Text excerpt>
*** Begin section ***

My week is usually packed. I live quite some distance from school, so to be there is to be on the road. I teach once a week, I’m a teaching assistant, I take five classes, I write, and I’m applying for graduate school. On Mondays, I get half an hour to smoke with my friends, and I find that my pipe (which I picked out in a pipe shop downtown that feels like Ollivander’s Wands, assisted by “the pipe shop lady” who seems just like Harry Potter’s wand-maker) is like a faithful reminder that I am human, I have a home, and I was created to have Sabbath rest.
Part of the beauty of pipe smoking is that it is an organic cultural activity which requires attention and effort. Smoking a cigarette is done in less than five minutes, and cigars require little attention once they are lit, but learning to smoke a pipe is a half-hour long ordeal. Pipes are notoriously difficult to keep lit, and I’ve heard that you can expect to re-light your pipe four or five times per session during your first year. The activity requires your attention, since a pipe will go out almost immediately if you do not keep a rhythm of drawing air through the burning tobacco. This means that conversations are meandering, since one person can only talk for about 30 seconds at a time before they have to draw on their pipe. This works wonders for breaking monologues up into dialogues. And because a pipe requires half an hour of unbroken attention, my thoughts are kept away from answering emails or grading papers and drawn towards what really matters.

*** End section ***

Tasks to carry out>
1/ In the pipe-smoking text, condense the paragraph beginning "Part of the beauty of pipe smoking" into a short bulleted list that keeps its main facts.
2/ According to the pipe-smoking text, how often can a smoker in their first year expect to re-light the pipe per session?
3/ Extend the pipe-smoking text, picking up after its final sentence.

Saved data entries
*** Begin section ***

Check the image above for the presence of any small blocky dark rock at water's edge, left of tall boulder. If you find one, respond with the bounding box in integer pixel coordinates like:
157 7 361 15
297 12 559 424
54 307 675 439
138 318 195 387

*** End section ***

Answers below>
1/
- Pipe smoking is an organic cultural activity that takes attention and effort.
- A cigarette is finished in under five minutes and a lit cigar needs little attention, but smoking a pipe takes about half an hour.
- Pipes are hard to keep lit; in the first year you can expect to re-light four or five times per session.
- The pipe goes out almost at once unless you keep a rhythm of drawing air through the tobacco.
- Each person can talk for only about 30 seconds before drawing on the pipe, which turns monologues into dialogues.
- The half hour of unbroken attention keeps thoughts off emails and grading and on what really matters.

2/ Four or five times per session.

3/
In a well-warranted reaction against the Enlightenment, some have re-assessed the prestige associated with rational discussion. We once believed that all our problems could be solved through public reason; now we admit that emotion and feeling and sense and commitment are important for human life. However, I think that pipe smoking has afforded some of the best conversations in my life, all characterized by reasoning. My friends and I have lively debates and sharp disagreement and real friendship when we smoke together, debates that are characterized by reason.
I believe that in reacting against rationality, we may have pushed the pendulum too far away into the other side—setting reason to work in the right context may provide all kinds of new insights. Just as pipe smoking is great in the right context (for example, I often wish I could smoke in the library, but I understand that the consequences of this action would be disastrous), reason needs to be in its proper place. Perhaps the church or the school is not the best place for rationality to hold total sway, but when we are smoking, debating about our deepest loves and commitments and work can really be enjoyable.
It is not by coincidence that pictures of many of history’s prominent intellectuals include a pipe. The activity of smoking is sometimes just what is required for the Sabbath rest that God’s stressed servants need.